[WORKING DATA — start]

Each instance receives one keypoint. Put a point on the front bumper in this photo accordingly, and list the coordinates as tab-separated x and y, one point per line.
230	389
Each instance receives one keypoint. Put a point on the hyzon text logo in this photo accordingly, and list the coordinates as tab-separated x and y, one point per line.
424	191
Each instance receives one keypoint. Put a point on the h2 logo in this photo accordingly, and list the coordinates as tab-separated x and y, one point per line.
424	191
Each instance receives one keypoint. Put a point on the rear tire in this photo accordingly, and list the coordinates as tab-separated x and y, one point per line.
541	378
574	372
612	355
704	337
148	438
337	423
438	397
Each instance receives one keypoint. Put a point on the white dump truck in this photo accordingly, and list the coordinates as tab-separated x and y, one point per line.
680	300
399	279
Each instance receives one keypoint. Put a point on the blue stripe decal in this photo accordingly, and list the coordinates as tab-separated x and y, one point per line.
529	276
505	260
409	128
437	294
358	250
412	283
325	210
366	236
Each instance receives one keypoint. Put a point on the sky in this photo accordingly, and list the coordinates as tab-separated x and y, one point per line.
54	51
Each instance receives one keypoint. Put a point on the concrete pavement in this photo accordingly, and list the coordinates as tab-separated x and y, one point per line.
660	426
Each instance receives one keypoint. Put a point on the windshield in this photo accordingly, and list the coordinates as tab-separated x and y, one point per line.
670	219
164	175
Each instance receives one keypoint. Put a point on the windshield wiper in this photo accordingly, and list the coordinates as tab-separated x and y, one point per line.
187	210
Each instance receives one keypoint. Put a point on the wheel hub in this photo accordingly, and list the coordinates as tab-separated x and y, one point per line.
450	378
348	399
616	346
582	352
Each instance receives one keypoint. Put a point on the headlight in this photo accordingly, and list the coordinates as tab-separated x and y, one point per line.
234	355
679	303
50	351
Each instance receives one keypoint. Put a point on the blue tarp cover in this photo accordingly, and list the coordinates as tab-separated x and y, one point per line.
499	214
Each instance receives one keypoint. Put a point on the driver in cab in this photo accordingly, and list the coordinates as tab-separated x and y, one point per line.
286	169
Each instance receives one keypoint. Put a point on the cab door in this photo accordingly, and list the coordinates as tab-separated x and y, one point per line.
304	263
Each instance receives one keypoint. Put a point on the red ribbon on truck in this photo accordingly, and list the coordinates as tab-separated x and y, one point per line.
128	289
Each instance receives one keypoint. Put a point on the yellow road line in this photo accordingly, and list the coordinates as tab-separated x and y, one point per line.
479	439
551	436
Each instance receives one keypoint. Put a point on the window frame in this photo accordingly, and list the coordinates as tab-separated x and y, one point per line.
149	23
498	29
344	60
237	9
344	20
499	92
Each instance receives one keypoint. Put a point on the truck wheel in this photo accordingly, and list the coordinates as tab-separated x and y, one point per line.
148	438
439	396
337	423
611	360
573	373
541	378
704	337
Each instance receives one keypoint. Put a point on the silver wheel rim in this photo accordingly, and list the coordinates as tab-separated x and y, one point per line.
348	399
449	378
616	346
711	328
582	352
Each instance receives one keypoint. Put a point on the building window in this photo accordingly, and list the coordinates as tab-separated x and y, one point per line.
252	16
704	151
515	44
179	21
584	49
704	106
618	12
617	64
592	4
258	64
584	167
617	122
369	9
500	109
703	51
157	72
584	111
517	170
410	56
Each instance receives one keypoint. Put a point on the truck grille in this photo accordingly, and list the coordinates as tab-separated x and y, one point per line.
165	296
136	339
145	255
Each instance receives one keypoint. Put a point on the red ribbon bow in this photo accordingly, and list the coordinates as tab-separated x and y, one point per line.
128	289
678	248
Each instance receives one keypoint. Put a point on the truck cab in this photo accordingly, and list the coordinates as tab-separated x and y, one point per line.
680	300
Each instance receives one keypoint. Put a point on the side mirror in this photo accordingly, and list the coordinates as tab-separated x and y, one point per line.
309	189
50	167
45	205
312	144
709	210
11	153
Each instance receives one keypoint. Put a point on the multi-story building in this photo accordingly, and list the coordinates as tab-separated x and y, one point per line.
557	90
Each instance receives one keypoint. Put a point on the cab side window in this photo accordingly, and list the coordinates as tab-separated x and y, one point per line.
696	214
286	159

[WORKING DATA — finish]

_INSTRUCTIONS TO FOLLOW_.
Output the lines from the one with "the truck cab" through the end of the records above, exactly, including both ends, and nothing besides.

_RESPONSE BELOW_.
Each instance receives one keypoint. Put a point on the truck cab in this photo accordingly, and list the coordinates as tab-separated x and y, one point per line.
680	300
Each instance receives one keypoint. Put a point on the side mirror in this photo accordingly, and list the coordinates as tab-separated x and y, one point per line.
309	189
50	167
45	205
312	144
709	210
11	153
Each instance receives one keypoint. Put a point on the multi-story building in this photo accordingly, and list the coordinates as tab-separated x and y, one point per line.
557	90
Each instance receives one keypoint. Put a point on the cab side window in this photo accordingly, and list the coordinates as tab-separated x and y, one point per line.
696	214
286	159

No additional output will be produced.